- [JOB 1]: In the TV ranking list, which network or service is given for Royal Crackers?
- [JOB 2]: From the TV ranking list, reproduce word for word the part that opens with "34. Somebody Somewhere" and closes with "One Piece (Netflix)".

- [PROVIDED PASSAGE]:
◆ ◆ ◆
50. Never Have I Ever (Netflix)
49. Copenhagen Cowboy (Netflix)
48. Solar Opposites (Hulu)
47. Summer Camp Island (Cartoon Network)
46. Primo (Amazon Freevee)
45. Ten Year Old Tom (Max)
44. Minx (Starz)
43. The Great (Hulu)
42. Dark Winds (AMC)
41. The Makanai: Cooking for the Maiko House (Netflix)
40. Shrinking (Apple TV+)
39. Abbott Elementary (ABC)
38. Barry (HBO)
37. Hilda (Netflix)
36. Clone High (Max)
35. Dave (FXX)
34. Somebody Somewhere (HBO)
33. Royal Crackers (Adult Swim)
32. Unstable (Netflix)
31. Pantheon (Prime Video, but only in Aus/NZ, for some reason, this show was really done dirty)
30. Jury Duty (Amazon Freevee)
29. Slow Horses (Apple TV+)
28. Pluto (Netflix)
27. One Piece (Netflix)
26. Dead Ringers (Prime Video)


Wow! There were some in there I thought would be much closer to the top 10, especially those final two. What a year! Now I’m gonna start writing words because everything from here on deserves to be spoken about :

25. The Fall of the House of Usher (Netflix)
I spent a lot of September-November this year ignoring most TV in favour of Long rear end Video Games, and when I started catching up with stuff this is one I left until quite near the end, having not really cared about Mike Flanagan stuff since Hill House. However, this ended up being my favourite work of his to date! Very spooky with an excellent set of characters and solid set-pieces and eat the rich thematic material.

24. Blue Eye Samurai (Netflix)
I don’t know what I can add to the effusive praise around this show. It’s unbelievably beautiful, gorgeously-animated, well-paced, and has an amazing voice cast. I didn’t love the writing quite as much as many here, but I’m still very much looking forward to season 2.

23. What We Do in the Shadows (FX)
I’ve been up and down on WWDITS for a little while, but this was my favourite season in years. Utterly hilarious and ridiculous while having a very strong backbone in Guillmero’s storyline. I’ll be sad when it ends but I think six seasons is the perfect run.

22. The Marvelous Mrs. Maisel (Prime Video)
Maisel ended its run with its best season since the first, and a great reminder of why I fell in love with this show to begin with. Effortlessly funny with solid arcs for its leads and flash-forwards that many had issues with but I thought were great! Very pleased this found its footing again and went out on close to a high.
◆ ◆ ◆
- [MATERIAL]:

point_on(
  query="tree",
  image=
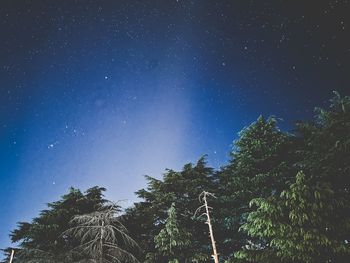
◆ ◆ ◆
- [CORRECT RESPONSE 1]: Adult Swim

- [CORRECT RESPONSE 2]:
34. Somebody Somewhere (HBO)
33. Royal Crackers (Adult Swim)
32. Unstable (Netflix)
31. Pantheon (Prime Video, but only in Aus/NZ, for some reason, this show was really done dirty)
30. Jury Duty (Amazon Freevee)
29. Slow Horses (Apple TV+)
28. Pluto (Netflix)
27. One Piece (Netflix)